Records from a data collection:
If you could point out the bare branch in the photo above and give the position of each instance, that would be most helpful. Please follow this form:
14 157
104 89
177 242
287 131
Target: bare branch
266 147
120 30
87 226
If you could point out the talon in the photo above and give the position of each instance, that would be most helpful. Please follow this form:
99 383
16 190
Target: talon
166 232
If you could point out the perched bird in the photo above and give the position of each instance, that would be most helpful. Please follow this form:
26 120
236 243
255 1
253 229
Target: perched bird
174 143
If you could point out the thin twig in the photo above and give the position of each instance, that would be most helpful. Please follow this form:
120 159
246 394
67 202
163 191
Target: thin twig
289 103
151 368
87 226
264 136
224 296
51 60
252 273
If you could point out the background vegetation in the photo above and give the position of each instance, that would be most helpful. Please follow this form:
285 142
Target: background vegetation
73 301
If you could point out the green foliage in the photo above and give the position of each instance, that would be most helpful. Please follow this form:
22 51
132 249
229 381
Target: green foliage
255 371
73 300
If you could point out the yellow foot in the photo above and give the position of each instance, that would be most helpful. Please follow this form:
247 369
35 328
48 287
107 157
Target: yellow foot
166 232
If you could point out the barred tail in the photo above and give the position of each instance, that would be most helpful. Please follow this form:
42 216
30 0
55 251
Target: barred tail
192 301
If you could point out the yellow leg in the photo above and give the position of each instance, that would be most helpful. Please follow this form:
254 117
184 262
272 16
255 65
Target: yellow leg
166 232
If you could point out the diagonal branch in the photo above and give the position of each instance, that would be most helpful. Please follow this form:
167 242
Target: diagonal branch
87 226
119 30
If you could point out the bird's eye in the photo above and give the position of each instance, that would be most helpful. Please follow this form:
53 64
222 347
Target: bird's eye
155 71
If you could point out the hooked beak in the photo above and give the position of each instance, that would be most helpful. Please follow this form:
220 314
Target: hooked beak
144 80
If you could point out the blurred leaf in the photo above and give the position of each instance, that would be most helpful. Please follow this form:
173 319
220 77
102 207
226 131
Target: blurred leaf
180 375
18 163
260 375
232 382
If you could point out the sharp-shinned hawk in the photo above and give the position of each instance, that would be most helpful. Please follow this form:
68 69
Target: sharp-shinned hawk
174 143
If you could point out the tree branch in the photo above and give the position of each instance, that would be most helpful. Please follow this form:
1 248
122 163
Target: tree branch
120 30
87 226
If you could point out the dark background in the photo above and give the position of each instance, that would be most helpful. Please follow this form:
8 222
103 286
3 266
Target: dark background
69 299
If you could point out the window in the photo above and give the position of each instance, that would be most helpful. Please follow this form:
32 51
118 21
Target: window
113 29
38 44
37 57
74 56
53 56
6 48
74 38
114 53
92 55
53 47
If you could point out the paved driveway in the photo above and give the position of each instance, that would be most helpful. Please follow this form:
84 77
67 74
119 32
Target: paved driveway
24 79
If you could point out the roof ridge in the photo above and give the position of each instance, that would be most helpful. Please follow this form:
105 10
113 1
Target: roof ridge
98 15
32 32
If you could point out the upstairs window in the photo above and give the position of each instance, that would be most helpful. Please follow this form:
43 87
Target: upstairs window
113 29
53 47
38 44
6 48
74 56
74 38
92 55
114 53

GIVEN TASK:
Express each line of all the items above as a Markdown table with two columns, No. for the row number and Line for the line itself, leaving out any blank lines.

SOLUTION TO THIS EXERCISE:
| No. | Line |
|---|---|
| 1 | If you could point out the bare branch in the photo above and give the position of each instance, that would be most helpful. Please follow this form: |
| 2 | 14 157 |
| 3 | 104 89 |
| 4 | 177 242 |
| 5 | 287 131 |
| 6 | Target: bare branch |
| 7 | 266 147 |
| 8 | 120 30 |
| 9 | 87 226 |
| 10 | If you could point out the talon in the photo above and give the position of each instance, that would be most helpful. Please follow this form: |
| 11 | 99 383 |
| 12 | 16 190 |
| 13 | Target: talon |
| 14 | 166 232 |
| 15 | If you could point out the perched bird in the photo above and give the position of each instance, that would be most helpful. Please follow this form: |
| 16 | 26 120 |
| 17 | 236 243 |
| 18 | 255 1 |
| 19 | 253 229 |
| 20 | Target: perched bird |
| 21 | 174 143 |
| 22 | If you could point out the thin twig in the photo above and give the position of each instance, that would be most helpful. Please follow this form: |
| 23 | 120 159 |
| 24 | 246 394 |
| 25 | 67 202 |
| 26 | 163 191 |
| 27 | Target: thin twig |
| 28 | 289 103 |
| 29 | 151 368 |
| 30 | 87 226 |
| 31 | 264 136 |
| 32 | 224 296 |
| 33 | 51 60 |
| 34 | 252 273 |
| 35 | If you could point out the background vegetation in the photo above and give the position of each instance, that would be most helpful. Please follow this form: |
| 36 | 285 142 |
| 37 | Target: background vegetation |
| 38 | 73 301 |
| 39 | If you could point out the green foliage in the photo above and give the position of each instance, that would be most helpful. Please follow this form: |
| 40 | 22 51 |
| 41 | 132 249 |
| 42 | 229 381 |
| 43 | Target: green foliage |
| 44 | 255 371 |
| 45 | 73 300 |
| 46 | If you could point out the yellow foot in the photo above and give the position of each instance, that would be most helpful. Please follow this form: |
| 47 | 247 369 |
| 48 | 35 328 |
| 49 | 48 287 |
| 50 | 107 157 |
| 51 | Target: yellow foot |
| 52 | 166 232 |
| 53 | If you could point out the barred tail in the photo above and give the position of each instance, that would be most helpful. Please follow this form: |
| 54 | 42 216 |
| 55 | 30 0 |
| 56 | 55 251 |
| 57 | Target: barred tail |
| 58 | 192 301 |
| 59 | If you could point out the yellow leg in the photo above and give the position of each instance, that would be most helpful. Please follow this form: |
| 60 | 254 117 |
| 61 | 184 262 |
| 62 | 272 16 |
| 63 | 255 65 |
| 64 | Target: yellow leg |
| 65 | 166 232 |
| 66 | If you could point out the diagonal branch in the photo above and give the position of each instance, that would be most helpful. Please follow this form: |
| 67 | 167 242 |
| 68 | Target: diagonal branch |
| 69 | 87 226 |
| 70 | 119 30 |
| 71 | If you could point out the bird's eye in the photo above and give the position of each instance, that would be most helpful. Please follow this form: |
| 72 | 53 64 |
| 73 | 222 347 |
| 74 | Target: bird's eye |
| 75 | 155 71 |
| 76 | If you could point out the hooked beak in the photo above and give the position of each instance, that would be most helpful. Please follow this form: |
| 77 | 220 314 |
| 78 | Target: hooked beak |
| 79 | 144 80 |
| 80 | If you could point out the blurred leaf in the photo above and give the position of each instance, that would be most helpful. Please follow this form: |
| 81 | 173 319 |
| 82 | 220 77 |
| 83 | 102 207 |
| 84 | 226 131 |
| 85 | Target: blurred leaf |
| 86 | 180 375 |
| 87 | 18 163 |
| 88 | 260 375 |
| 89 | 232 382 |
| 90 | If you could point out the sharp-shinned hawk in the photo above and give the position of each instance, that would be most helpful. Please follow this form: |
| 91 | 68 69 |
| 92 | Target: sharp-shinned hawk |
| 93 | 174 143 |
| 94 | If you could point out the tree branch in the photo above and give the position of each instance, that would be most helpful. Please follow this form: |
| 95 | 1 248 |
| 96 | 122 163 |
| 97 | Target: tree branch |
| 98 | 120 30 |
| 99 | 87 226 |
| 100 | If you could point out the dark background in the photo above and give the position of each instance, that would be most helpful. Please follow this form: |
| 101 | 8 222 |
| 102 | 103 286 |
| 103 | 3 266 |
| 104 | Target: dark background |
| 105 | 69 299 |
| 106 | If you could point out the window in the photo above and give the position of each instance, that would be most helpful. Please follow this form: |
| 107 | 32 51 |
| 108 | 118 21 |
| 109 | Target: window |
| 110 | 113 29 |
| 111 | 38 44 |
| 112 | 37 57 |
| 113 | 74 56 |
| 114 | 53 56 |
| 115 | 6 48 |
| 116 | 74 38 |
| 117 | 114 53 |
| 118 | 92 55 |
| 119 | 53 47 |
| 120 | If you could point out the paved driveway in the photo above and give the position of each instance, that would be most helpful. Please follow this form: |
| 121 | 84 77 |
| 122 | 67 74 |
| 123 | 119 32 |
| 124 | Target: paved driveway |
| 125 | 24 79 |
| 126 | If you could point out the roof ridge in the photo above and give the position of each instance, that would be most helpful. Please follow this form: |
| 127 | 105 10 |
| 128 | 113 1 |
| 129 | Target: roof ridge |
| 130 | 98 15 |
| 131 | 32 32 |
| 132 | If you could point out the upstairs window in the photo above and give the position of each instance, that would be most helpful. Please follow this form: |
| 133 | 43 87 |
| 134 | Target: upstairs window |
| 135 | 113 29 |
| 136 | 53 47 |
| 137 | 38 44 |
| 138 | 6 48 |
| 139 | 74 56 |
| 140 | 74 38 |
| 141 | 92 55 |
| 142 | 114 53 |